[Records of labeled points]
* Begin *

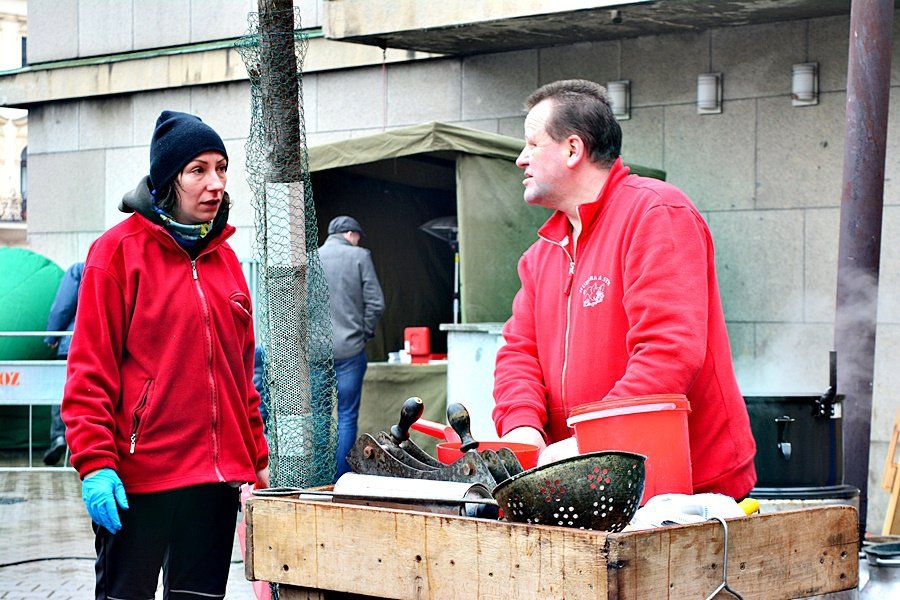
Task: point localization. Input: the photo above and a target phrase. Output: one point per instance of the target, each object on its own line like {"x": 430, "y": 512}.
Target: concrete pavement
{"x": 47, "y": 548}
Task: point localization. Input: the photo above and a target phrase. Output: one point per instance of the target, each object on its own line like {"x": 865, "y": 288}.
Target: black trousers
{"x": 188, "y": 533}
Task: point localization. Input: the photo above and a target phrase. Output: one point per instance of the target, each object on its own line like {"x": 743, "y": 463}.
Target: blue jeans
{"x": 349, "y": 373}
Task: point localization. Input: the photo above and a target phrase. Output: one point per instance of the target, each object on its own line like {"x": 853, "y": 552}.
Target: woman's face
{"x": 200, "y": 188}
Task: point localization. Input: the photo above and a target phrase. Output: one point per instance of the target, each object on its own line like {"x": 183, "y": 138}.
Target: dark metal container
{"x": 798, "y": 440}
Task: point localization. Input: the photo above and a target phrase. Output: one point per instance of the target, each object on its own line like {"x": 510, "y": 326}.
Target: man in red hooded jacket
{"x": 619, "y": 296}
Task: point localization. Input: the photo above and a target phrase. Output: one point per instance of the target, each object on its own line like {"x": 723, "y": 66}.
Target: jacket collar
{"x": 557, "y": 227}
{"x": 140, "y": 200}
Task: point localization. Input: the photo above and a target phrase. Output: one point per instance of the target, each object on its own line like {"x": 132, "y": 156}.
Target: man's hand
{"x": 262, "y": 478}
{"x": 558, "y": 451}
{"x": 101, "y": 491}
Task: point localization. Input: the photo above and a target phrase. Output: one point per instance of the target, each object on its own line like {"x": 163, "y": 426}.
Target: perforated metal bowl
{"x": 599, "y": 491}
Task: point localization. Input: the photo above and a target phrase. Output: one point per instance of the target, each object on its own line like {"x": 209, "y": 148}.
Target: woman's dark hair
{"x": 581, "y": 108}
{"x": 166, "y": 198}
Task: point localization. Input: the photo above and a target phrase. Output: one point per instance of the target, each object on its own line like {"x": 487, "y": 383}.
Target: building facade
{"x": 13, "y": 129}
{"x": 765, "y": 172}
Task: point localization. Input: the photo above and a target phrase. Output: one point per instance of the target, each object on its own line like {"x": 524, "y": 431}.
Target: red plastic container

* End *

§ **Set task**
Report every line of the listing above that contains the word "jacket", copying each such line in full.

§ **The answer**
Target: man in red hooded jacket
Target: jacket collar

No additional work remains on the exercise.